ACTION ITEM
Please set out each line below exactly as it stands, without the images.

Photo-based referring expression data

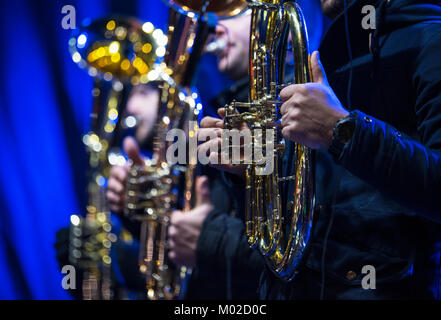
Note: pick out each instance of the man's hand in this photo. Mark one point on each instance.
(116, 186)
(311, 110)
(185, 227)
(215, 126)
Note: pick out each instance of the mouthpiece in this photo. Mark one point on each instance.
(216, 46)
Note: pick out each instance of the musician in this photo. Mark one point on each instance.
(372, 113)
(208, 238)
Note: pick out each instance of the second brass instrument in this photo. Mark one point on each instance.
(280, 229)
(157, 188)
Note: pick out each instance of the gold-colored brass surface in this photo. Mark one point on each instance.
(280, 229)
(222, 8)
(118, 53)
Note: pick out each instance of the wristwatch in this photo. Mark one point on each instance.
(343, 132)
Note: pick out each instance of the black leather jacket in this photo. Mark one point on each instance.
(380, 197)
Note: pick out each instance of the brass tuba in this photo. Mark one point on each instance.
(117, 54)
(158, 187)
(280, 229)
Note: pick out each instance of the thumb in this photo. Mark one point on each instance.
(132, 150)
(202, 189)
(318, 72)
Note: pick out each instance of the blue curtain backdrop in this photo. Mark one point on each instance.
(45, 103)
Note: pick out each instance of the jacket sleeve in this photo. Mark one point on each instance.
(223, 252)
(406, 170)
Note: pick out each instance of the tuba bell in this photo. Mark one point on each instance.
(280, 229)
(158, 187)
(118, 54)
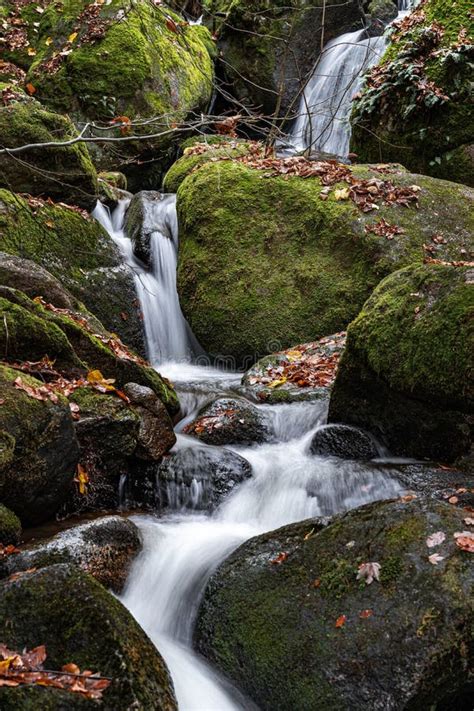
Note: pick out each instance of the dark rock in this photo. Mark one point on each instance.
(406, 373)
(403, 642)
(155, 435)
(144, 217)
(229, 421)
(343, 442)
(79, 621)
(38, 450)
(105, 548)
(10, 525)
(200, 477)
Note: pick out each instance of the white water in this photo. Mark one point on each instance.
(322, 124)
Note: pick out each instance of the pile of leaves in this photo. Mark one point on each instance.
(312, 365)
(27, 669)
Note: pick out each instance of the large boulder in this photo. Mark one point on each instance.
(269, 49)
(303, 262)
(406, 373)
(76, 250)
(200, 477)
(415, 107)
(292, 619)
(99, 62)
(64, 174)
(38, 449)
(79, 622)
(105, 548)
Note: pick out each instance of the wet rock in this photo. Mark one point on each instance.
(200, 477)
(38, 450)
(144, 217)
(343, 442)
(10, 526)
(79, 621)
(105, 548)
(406, 373)
(229, 421)
(314, 636)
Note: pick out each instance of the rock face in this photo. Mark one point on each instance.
(139, 64)
(229, 421)
(343, 442)
(38, 450)
(308, 634)
(254, 42)
(79, 621)
(302, 266)
(421, 117)
(200, 477)
(64, 174)
(398, 377)
(76, 250)
(104, 548)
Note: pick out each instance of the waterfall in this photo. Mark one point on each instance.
(167, 333)
(322, 124)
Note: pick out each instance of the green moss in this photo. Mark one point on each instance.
(264, 263)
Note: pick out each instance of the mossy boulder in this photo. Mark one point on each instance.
(406, 373)
(308, 634)
(10, 526)
(269, 49)
(416, 106)
(38, 450)
(265, 263)
(80, 622)
(65, 174)
(138, 61)
(104, 548)
(75, 249)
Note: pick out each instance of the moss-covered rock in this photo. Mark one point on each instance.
(100, 61)
(64, 174)
(308, 634)
(80, 622)
(270, 48)
(104, 548)
(416, 106)
(38, 450)
(10, 526)
(406, 373)
(266, 263)
(75, 249)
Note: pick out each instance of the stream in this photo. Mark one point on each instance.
(182, 548)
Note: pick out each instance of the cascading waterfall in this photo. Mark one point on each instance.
(322, 124)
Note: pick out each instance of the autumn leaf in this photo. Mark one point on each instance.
(435, 539)
(369, 572)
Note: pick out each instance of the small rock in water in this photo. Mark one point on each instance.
(343, 442)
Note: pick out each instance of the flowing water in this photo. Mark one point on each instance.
(322, 124)
(183, 547)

TASK RESPONSE
Note: pick out each instance of the man's hand in this photo. Mark one point on each instance.
(116, 186)
(311, 110)
(185, 227)
(215, 126)
Note: pick out each instance of the mouthpiece in this photo. Mark one point on each instance.
(216, 46)
Note: pick out each instance of the musician in this photo. Mark one point on each instance.
(372, 113)
(208, 238)
Note: pick out each instance of the second brass instrument in this photo. Mark one point on each instance.
(280, 229)
(157, 188)
Note: pick out each instance of the gold-colored brass surface in this photo. Mark one point on each instance.
(280, 229)
(222, 8)
(118, 53)
Note: pick out each instance of the wristwatch in this photo. Mark one point on each instance.
(343, 132)
Note: pick out each instance of the black leather jacket in this photo. Mark one point on each instance.
(380, 197)
Note: pick out each instance of the brass tuba in this photo. Mark one point on each instance.
(117, 54)
(158, 187)
(280, 229)
Note: pick out each instance of the thumb in this photo. Mark one point on each instance.
(132, 150)
(202, 189)
(318, 72)
Note: pick out each instance of the blue curtain backdrop in this photo. Mark one point on each instance.
(45, 103)
Note: pick out each instance of the jacket sleeve in this photo. Mark one point on each instance.
(223, 252)
(406, 170)
Note: pick out each instance of the tuba bell in this photo. Mark one point on each instance.
(280, 229)
(158, 187)
(118, 54)
Note: pick out each instance of the dark rock in this photo. Mark one point on each instance.
(406, 373)
(403, 642)
(155, 435)
(144, 217)
(229, 421)
(343, 442)
(79, 621)
(38, 450)
(105, 548)
(10, 525)
(200, 477)
Note: pick out each instance of the white water in this photo. Mark one point on each instance.
(322, 124)
Note: pick out each instance of the pile of leaves in this photo. Mark one point on each instance.
(312, 365)
(27, 669)
Note: pick out each instance of the large boulder in this photo. Mark one point on each instance.
(269, 49)
(303, 262)
(406, 373)
(76, 250)
(200, 477)
(415, 107)
(292, 619)
(99, 62)
(64, 174)
(38, 449)
(79, 622)
(105, 548)
Note: pick out each instance of the wet rock in this photo. Mark one point on each instance.
(200, 477)
(38, 450)
(144, 217)
(343, 442)
(10, 526)
(79, 621)
(105, 548)
(406, 373)
(229, 421)
(314, 636)
Note: pick out each instance of the rock face in this photo. Mark one point on each instance.
(139, 64)
(229, 421)
(343, 442)
(38, 450)
(308, 634)
(254, 42)
(79, 621)
(302, 266)
(421, 117)
(200, 477)
(64, 174)
(398, 377)
(76, 250)
(104, 548)
Note: pick out each instance of the waterfall in this photo. Mark one point on each instance.
(167, 333)
(322, 124)
Note: pick out each instance of the green moss in this photo. Mark one point on each instance.
(264, 263)
Note: pick out each instance of the mossy boulder in this photo. Mark one point on each instance.
(406, 373)
(308, 634)
(10, 526)
(269, 49)
(416, 106)
(38, 450)
(265, 263)
(80, 622)
(65, 174)
(138, 61)
(104, 548)
(75, 249)
Note: pick out each instance of the moss-covered rock in this photo. Mark one point on each instance.
(100, 61)
(64, 174)
(308, 634)
(80, 622)
(270, 48)
(104, 548)
(416, 106)
(38, 450)
(10, 526)
(406, 373)
(266, 263)
(75, 249)
Note: pick out each instance of the stream in this photo. Mark one point on each instance.
(182, 548)
Note: pick out each instance of the cascading waterfall in this photo. Mark one point on each instance.
(322, 124)
Note: pick out each instance of the autumn leaf in this photo. Mark one point on each instance.
(435, 539)
(369, 572)
Note: pick out each instance of the small rock in water in this photo. Mark one point on each instance.
(343, 442)
Note: pick out each instance of the flowing water in this photo. Mark one point on each instance.
(322, 124)
(183, 547)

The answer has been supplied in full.